Task prompt
Lines before the one containing "In this exercise you will mark each instance of the bathroom" are left out; copy that line and every later line through the end of the data exactly.

Given records
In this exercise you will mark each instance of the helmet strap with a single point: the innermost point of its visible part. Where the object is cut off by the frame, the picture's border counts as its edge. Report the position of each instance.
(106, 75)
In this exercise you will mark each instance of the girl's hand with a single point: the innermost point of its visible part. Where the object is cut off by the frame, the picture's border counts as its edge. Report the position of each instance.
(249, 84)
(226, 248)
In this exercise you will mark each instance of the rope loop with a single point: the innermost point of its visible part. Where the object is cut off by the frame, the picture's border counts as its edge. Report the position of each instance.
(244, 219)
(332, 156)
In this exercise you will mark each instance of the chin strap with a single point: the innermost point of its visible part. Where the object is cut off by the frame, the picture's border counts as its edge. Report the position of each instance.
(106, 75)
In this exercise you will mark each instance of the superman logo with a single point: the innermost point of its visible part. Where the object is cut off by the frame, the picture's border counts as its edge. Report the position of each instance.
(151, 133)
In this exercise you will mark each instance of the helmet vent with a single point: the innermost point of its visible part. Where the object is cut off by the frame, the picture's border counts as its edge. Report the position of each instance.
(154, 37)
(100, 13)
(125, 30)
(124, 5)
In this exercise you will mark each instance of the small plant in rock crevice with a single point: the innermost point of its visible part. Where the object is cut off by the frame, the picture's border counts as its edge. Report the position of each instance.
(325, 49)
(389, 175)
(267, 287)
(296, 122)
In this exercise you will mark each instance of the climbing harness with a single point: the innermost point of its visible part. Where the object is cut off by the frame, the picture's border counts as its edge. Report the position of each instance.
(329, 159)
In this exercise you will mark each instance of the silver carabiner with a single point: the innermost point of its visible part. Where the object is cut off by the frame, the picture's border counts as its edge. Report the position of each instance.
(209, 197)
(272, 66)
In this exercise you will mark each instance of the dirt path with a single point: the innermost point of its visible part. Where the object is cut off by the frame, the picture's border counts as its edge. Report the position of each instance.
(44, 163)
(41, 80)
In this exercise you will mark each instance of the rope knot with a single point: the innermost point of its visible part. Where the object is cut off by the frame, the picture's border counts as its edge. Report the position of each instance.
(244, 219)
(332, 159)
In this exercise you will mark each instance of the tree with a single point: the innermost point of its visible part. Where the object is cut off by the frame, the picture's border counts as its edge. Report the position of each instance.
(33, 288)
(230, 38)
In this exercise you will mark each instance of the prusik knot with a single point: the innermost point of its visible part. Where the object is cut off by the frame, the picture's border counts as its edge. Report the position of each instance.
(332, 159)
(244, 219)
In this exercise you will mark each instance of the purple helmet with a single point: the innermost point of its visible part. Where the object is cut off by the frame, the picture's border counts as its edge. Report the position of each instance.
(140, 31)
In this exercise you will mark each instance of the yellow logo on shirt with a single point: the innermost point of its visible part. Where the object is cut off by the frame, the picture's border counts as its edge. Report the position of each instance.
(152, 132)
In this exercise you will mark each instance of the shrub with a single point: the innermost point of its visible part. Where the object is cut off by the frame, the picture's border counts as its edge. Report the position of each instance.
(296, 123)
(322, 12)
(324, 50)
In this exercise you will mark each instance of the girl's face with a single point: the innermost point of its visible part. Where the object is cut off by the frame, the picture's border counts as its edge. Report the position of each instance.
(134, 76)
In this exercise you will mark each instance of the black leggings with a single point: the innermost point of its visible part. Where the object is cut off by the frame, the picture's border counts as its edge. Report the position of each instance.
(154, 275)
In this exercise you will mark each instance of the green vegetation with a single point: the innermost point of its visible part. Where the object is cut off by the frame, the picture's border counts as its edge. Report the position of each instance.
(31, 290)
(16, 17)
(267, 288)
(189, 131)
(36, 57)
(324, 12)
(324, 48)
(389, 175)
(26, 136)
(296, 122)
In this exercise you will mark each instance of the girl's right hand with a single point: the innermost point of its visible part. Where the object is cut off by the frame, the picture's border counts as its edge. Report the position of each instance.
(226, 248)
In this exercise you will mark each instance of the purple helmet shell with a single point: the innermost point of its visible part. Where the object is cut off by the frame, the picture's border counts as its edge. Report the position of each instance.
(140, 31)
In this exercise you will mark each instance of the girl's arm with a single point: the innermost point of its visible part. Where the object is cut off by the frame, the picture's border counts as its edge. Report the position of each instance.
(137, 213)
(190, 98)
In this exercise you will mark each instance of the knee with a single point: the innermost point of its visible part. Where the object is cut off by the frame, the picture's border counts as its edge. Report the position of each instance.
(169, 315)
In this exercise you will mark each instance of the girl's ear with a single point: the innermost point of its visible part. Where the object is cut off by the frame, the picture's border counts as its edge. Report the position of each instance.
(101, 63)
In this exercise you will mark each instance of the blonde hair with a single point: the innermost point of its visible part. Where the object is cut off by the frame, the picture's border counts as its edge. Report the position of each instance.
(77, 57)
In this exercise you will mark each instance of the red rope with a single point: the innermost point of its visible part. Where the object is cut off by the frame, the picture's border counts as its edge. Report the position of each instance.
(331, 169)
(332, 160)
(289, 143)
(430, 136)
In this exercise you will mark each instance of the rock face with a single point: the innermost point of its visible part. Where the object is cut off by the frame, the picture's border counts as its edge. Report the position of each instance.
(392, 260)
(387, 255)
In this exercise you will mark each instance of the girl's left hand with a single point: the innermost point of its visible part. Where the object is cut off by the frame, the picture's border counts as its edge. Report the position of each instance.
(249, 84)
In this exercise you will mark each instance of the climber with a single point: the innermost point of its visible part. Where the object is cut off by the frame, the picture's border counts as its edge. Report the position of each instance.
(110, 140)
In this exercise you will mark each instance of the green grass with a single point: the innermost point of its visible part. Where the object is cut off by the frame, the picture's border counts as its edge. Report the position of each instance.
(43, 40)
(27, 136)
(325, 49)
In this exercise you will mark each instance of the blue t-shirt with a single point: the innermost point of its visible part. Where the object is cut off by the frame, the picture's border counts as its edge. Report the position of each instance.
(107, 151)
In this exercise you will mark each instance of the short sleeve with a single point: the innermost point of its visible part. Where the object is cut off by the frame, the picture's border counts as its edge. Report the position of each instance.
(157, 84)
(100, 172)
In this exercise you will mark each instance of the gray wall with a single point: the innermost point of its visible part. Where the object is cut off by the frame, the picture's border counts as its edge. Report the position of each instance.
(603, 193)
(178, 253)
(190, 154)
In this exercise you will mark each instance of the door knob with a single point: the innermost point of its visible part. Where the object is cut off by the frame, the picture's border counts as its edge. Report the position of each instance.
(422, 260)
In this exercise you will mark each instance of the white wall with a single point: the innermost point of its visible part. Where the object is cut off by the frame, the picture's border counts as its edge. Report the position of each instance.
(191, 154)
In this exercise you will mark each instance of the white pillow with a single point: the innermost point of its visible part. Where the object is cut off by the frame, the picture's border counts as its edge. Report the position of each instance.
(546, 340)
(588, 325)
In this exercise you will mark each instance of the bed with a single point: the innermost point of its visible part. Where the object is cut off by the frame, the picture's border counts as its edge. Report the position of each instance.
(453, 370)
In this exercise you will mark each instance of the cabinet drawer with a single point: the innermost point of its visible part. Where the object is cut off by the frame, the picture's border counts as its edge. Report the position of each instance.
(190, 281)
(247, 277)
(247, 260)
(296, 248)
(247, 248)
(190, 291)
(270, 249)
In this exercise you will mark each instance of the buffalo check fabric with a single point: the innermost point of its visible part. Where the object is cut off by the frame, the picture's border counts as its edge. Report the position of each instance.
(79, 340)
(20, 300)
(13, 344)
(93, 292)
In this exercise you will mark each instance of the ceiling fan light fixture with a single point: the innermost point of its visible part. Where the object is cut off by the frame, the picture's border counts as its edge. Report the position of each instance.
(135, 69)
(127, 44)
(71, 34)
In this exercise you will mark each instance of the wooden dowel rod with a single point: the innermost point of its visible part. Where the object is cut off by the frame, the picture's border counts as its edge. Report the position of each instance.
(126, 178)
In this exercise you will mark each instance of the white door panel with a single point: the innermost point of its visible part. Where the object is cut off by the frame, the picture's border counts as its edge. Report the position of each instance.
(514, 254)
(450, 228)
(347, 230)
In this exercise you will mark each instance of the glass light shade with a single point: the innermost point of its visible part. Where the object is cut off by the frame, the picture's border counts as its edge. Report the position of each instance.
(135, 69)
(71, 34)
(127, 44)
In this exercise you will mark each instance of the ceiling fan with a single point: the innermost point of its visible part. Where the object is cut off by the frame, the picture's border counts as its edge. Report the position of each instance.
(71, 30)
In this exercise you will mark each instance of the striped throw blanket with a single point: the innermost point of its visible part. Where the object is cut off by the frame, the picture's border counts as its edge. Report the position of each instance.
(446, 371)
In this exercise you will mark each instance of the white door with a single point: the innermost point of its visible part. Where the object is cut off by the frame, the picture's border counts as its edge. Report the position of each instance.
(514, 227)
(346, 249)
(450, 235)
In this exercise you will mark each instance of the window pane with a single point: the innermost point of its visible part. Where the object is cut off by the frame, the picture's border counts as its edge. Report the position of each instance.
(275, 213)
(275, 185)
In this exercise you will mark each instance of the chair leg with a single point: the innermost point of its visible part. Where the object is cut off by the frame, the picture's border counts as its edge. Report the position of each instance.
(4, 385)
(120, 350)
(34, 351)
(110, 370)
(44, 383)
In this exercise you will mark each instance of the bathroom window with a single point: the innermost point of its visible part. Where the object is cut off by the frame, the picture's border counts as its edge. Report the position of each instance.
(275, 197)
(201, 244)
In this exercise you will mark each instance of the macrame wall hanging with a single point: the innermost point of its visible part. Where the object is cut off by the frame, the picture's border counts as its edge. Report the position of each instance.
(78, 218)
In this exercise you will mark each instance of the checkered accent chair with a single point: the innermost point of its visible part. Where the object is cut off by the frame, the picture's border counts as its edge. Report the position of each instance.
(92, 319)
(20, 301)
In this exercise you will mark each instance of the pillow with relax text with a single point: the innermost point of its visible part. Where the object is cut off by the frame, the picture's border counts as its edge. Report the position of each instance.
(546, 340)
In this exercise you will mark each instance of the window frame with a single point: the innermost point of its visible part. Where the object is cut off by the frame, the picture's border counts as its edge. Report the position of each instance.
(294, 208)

Answer to this task
In this exercise you will mark each instance of the bathroom window with a single point: the innermost point of its visible part. Where the object is cut off by the frame, the picture's border counts as its edge. Report the position of each instance.
(275, 197)
(201, 244)
In this exercise you will mark each instance of the macrame wall hanging with a single point: the innermost point of its visible part. Where the object is cut off by the frame, the picture's border counts as its edge. Report the position of each instance.
(78, 218)
In this exercise you will mark each instance of the checkered accent chair with a single point: the innermost point of its visible part. Where the object is cut off by the frame, the picture's border counts as its edge. Report the position of each instance.
(92, 319)
(20, 301)
In this exercise you will mark each instance of the pillow with relax text with a single point: the innermost point of its visible part. Where the object is cut off by the frame, the picture's border counts as its edge. Report the position of each instance.
(546, 340)
In this exercise you will mark each instance of the window frame with a single point: the innermost point of its visible part. Where the object is cut off by the frame, the picture's border counts as its edge. Report the position of each instance.
(294, 208)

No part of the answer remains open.